Skip to main content

Expert Feed-Forward Network

Each expert is a simple two-layer MLP (Multi-Layer Perceptron). It's the fundamental building block of the MoE layer — there are n_experts (default: 4) of these, each with their own independent weights.

Architecture

How It Works

StepOperationShape Change
1Dense (up-projection)(*, 128)(*, 512)
2GELU activation(*, 512)(*, 512)
3Dense (down-projection)(*, 512)(*, 128)

The up-projection expands the representation to a higher dimension (d_ff = 512), applies a non-linearity, then projects back down. This allows the network to learn complex transformations.

Code

class ExpertFFN(nn.Module):
"""Single expert: two-layer MLP with GELU activation."""

◆ What you will do:
1) From the expert feed-forward network page, reproduce the passage starting at "Each expert is" and ending at "own independent weights.".
2) Using the expert feed-forward network page, list each operation named in the "How It Works" table, in order.

◆ Provided records:
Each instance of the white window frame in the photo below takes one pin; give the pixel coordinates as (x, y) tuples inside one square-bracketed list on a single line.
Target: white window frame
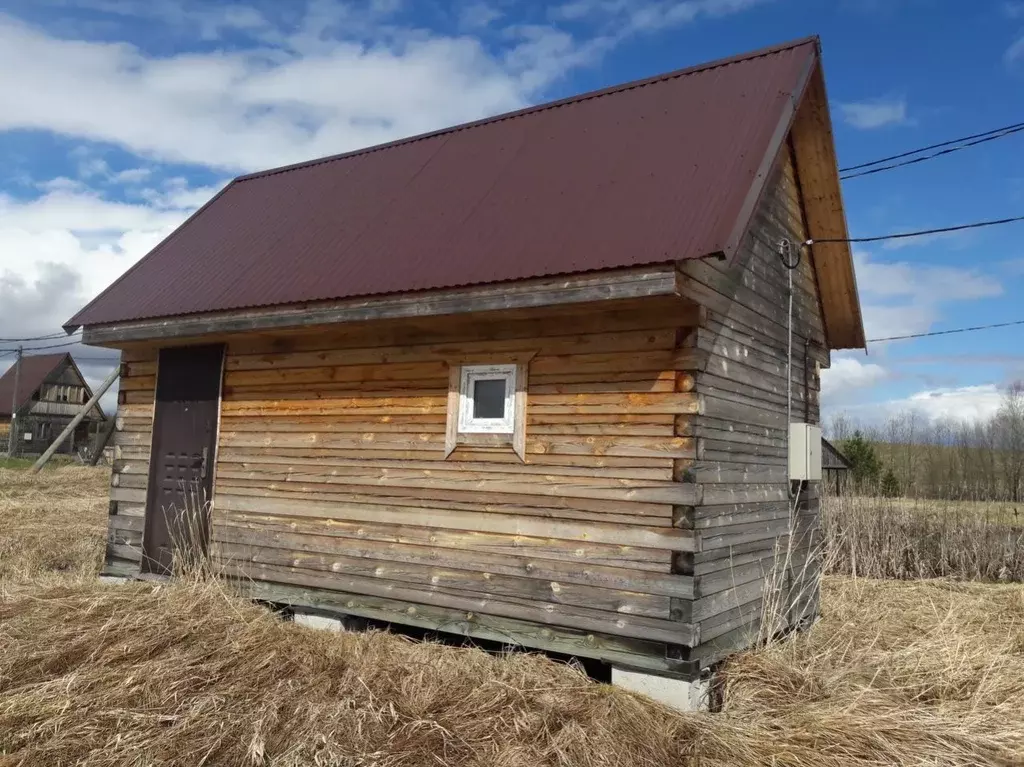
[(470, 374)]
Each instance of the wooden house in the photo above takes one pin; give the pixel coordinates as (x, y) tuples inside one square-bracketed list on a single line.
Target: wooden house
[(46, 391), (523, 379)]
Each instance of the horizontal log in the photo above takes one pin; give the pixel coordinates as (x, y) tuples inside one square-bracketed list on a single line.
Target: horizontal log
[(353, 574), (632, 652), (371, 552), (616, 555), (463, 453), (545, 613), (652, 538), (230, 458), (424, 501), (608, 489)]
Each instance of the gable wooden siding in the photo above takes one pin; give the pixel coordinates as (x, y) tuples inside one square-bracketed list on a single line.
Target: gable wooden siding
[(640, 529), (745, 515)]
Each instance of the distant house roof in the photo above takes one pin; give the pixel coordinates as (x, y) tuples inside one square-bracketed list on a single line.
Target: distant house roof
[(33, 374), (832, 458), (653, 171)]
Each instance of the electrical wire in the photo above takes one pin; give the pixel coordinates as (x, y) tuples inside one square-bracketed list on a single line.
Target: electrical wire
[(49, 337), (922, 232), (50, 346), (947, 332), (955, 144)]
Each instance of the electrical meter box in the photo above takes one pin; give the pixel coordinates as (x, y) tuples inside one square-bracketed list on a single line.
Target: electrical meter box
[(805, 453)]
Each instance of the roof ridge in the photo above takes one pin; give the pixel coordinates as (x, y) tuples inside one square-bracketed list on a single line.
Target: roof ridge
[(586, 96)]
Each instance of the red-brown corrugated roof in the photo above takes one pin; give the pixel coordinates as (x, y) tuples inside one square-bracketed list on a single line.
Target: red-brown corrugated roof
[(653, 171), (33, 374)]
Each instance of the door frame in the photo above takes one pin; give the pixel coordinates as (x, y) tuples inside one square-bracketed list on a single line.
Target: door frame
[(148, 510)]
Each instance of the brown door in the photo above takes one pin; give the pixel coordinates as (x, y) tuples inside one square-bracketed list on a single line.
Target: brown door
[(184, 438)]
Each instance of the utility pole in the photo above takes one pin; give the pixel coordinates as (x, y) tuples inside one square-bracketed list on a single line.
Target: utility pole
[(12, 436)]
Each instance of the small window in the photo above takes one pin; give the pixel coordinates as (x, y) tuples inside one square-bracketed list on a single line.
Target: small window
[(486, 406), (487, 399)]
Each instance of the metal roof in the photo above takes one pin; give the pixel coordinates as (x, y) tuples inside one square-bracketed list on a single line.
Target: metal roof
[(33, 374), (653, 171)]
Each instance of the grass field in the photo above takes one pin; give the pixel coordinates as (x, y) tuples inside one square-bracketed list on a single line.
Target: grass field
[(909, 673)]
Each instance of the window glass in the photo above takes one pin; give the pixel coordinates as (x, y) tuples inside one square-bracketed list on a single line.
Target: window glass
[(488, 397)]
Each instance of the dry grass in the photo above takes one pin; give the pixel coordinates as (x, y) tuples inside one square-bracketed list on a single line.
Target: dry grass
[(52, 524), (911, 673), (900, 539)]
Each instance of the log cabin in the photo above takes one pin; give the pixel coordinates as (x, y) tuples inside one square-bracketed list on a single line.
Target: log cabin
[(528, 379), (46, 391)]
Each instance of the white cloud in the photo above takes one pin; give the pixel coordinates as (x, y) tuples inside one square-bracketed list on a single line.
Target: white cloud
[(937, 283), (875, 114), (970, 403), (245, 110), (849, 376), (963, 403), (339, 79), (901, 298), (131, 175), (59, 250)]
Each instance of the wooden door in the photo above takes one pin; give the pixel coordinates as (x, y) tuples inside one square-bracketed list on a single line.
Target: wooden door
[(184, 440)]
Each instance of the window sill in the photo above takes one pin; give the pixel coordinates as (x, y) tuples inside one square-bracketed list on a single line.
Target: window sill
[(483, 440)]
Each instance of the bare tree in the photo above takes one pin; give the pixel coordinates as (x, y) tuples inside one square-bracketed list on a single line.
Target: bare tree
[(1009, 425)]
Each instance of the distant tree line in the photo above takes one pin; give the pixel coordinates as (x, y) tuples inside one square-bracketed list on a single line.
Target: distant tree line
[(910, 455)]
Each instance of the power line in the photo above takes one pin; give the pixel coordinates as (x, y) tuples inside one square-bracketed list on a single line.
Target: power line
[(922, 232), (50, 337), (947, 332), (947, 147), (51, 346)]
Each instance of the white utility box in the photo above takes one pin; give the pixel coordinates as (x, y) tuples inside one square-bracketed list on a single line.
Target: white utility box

◆ Numbered responses:
1)
Each expert is a simple two-layer MLP (Multi-Layer Perceptron). It's the fundamental building block of the MoE layer — there are n_experts (default: 4) of these, each with their own independent weights.

2)
Dense (up-projection)
GELU activation
Dense (down-projection)